## Record set
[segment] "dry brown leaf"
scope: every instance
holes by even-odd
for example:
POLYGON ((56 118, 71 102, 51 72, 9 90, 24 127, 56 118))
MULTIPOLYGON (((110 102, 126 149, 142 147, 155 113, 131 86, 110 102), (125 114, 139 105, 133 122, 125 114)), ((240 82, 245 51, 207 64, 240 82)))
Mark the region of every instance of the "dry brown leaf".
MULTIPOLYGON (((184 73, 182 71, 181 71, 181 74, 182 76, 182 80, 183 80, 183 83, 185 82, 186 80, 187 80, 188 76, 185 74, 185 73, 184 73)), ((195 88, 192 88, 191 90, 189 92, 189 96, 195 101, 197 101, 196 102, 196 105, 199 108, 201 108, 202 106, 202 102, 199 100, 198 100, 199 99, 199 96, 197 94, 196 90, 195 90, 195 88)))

## What to do
Reproduce the records, replacing "dry brown leaf" with "withered leaf" each time it occurs and leaving the rest unchanged.

## Output for this exercise
[segment] "withered leaf"
scope: every instance
holes by even-odd
for example:
POLYGON ((56 118, 71 102, 51 72, 9 90, 24 127, 56 118))
MULTIPOLYGON (((110 102, 126 149, 142 147, 155 113, 131 86, 110 102), (125 114, 139 105, 133 122, 125 114)), ((240 82, 245 51, 207 64, 240 82)))
Mark the region of every instance of the "withered leaf".
MULTIPOLYGON (((184 73, 182 71, 181 71, 181 74, 182 76, 182 80, 183 80, 183 83, 185 82, 186 80, 187 80, 188 76, 185 74, 185 73, 184 73)), ((195 88, 192 88, 191 90, 189 92, 189 96, 195 101, 197 101, 196 102, 196 105, 199 108, 201 108, 202 106, 202 102, 199 100, 198 100, 199 99, 199 96, 197 94, 196 90, 195 90, 195 88)))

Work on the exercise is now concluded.